▶ [Excerpted text]
▼

You will remember that in the House, all of the Aboriginal witnesses were unanimous in their opposition to Bill C-3 as it was written - yes, including CAP. The Liberals, NDP and Bloc all agreed that the Bill did NOT fully address either the gender discrimination found in McIvor or the larger gender discrimination issues. They all supported the amendment of this Bill to finally address gender discrimination once and for all. However, since Parliament recessed for the summer, CAP, NWAC, Native Women of Quebec and others all flip-flopped on their original positions and decided that "something was better than nothing" and supported the bill.

When we all got back to business in the fall, the Liberals, Bloc and NDP all flip-flopped and said they would now support the bill out of concern for those who wanted to be registered as soon as possible. Keep in mind also that INAC has been saying all along that the NAO's would ONLY receive funding for the joint process to discuss the other registration and band membership issues IF Bill C-3 passed. This means no money if the NAO's did not play ball.

▲

▶ [Stored rows]
▼

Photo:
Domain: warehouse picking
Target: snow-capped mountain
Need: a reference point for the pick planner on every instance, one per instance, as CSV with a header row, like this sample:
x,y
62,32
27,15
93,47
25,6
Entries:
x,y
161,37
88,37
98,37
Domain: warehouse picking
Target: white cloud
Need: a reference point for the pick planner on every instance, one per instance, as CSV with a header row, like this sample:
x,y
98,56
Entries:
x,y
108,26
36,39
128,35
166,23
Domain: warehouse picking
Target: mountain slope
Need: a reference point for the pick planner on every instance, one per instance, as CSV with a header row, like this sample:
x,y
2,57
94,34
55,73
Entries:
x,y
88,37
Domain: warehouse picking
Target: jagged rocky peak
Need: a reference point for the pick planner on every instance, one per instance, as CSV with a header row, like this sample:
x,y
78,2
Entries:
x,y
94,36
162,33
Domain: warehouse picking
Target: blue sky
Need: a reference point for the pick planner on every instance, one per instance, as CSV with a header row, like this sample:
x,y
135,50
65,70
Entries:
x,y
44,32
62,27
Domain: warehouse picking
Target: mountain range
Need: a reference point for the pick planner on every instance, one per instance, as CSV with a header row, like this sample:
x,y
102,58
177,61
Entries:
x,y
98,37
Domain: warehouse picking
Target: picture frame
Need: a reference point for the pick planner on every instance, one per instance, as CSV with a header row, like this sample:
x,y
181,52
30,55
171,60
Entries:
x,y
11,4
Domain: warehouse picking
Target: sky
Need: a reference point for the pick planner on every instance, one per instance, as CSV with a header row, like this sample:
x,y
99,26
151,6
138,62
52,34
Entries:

▲
▼

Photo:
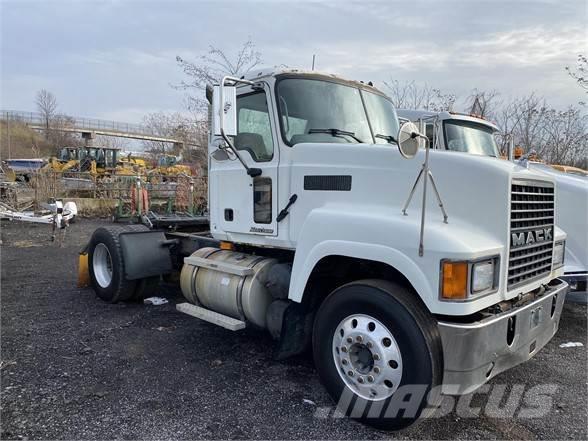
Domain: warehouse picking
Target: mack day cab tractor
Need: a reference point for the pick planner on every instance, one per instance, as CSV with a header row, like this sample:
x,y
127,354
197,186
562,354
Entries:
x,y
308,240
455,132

▲

▶ [Tasks to perform]
1. Answer these from the Bill C-3 text:
(a) Which three parties agreed that the bill did not fully address gender discrimination?
(b) What did CAP, NWAC, Native Women of Quebec and others decide after Parliament recessed for the summer?
(c) According to INAC, what would the NAO's receive only if Bill C-3 passed?
2. Rewrite the Bill C-3 text from "You will remember" to "supported the bill.", renaming "witnesses" as "speakers".
3. For each statement, say yes or no depending on whether it agrees with the Bill C-3 text, and quote the words that decide it.
(a) The Aboriginal witnesses in the House were divided on Bill C-3.
(b) In the fall, the Liberals, Bloc and NDP said they would support the bill.
(c) INAC said the NAO's would get funding whether or not the bill passed.

▶ [Set of answers]
1.
(a) The Liberals, NDP and Bloc.
(b) They decided that "something was better than nothing" and supported the bill.
(c) Funding for the joint process to discuss the other registration and band membership issues.

2.
You will remember that in the House, all of the Aboriginal speakers were unanimous in their opposition to Bill C-3 as it was written - yes, including CAP. The Liberals, NDP and Bloc all agreed that the Bill did NOT fully address either the gender discrimination found in McIvor or the larger gender discrimination issues. They all supported the amendment of this Bill to finally address gender discrimination once and for all. However, since Parliament recessed for the summer, CAP, NWAC, Native Women of Quebec and others all flip-flopped on their original positions and decided that "something was better than nothing" and supported the bill.

3.
(a) No: "all of the Aboriginal witnesses were unanimous in their opposition to Bill C-3 as it was written"
(b) Yes: "the Liberals, Bloc and NDP all flip-flopped and said they would now support the bill"
(c) No: "the NAO's would ONLY receive funding for the joint process to discuss the other registration and band membership issues IF Bill C-3 passed"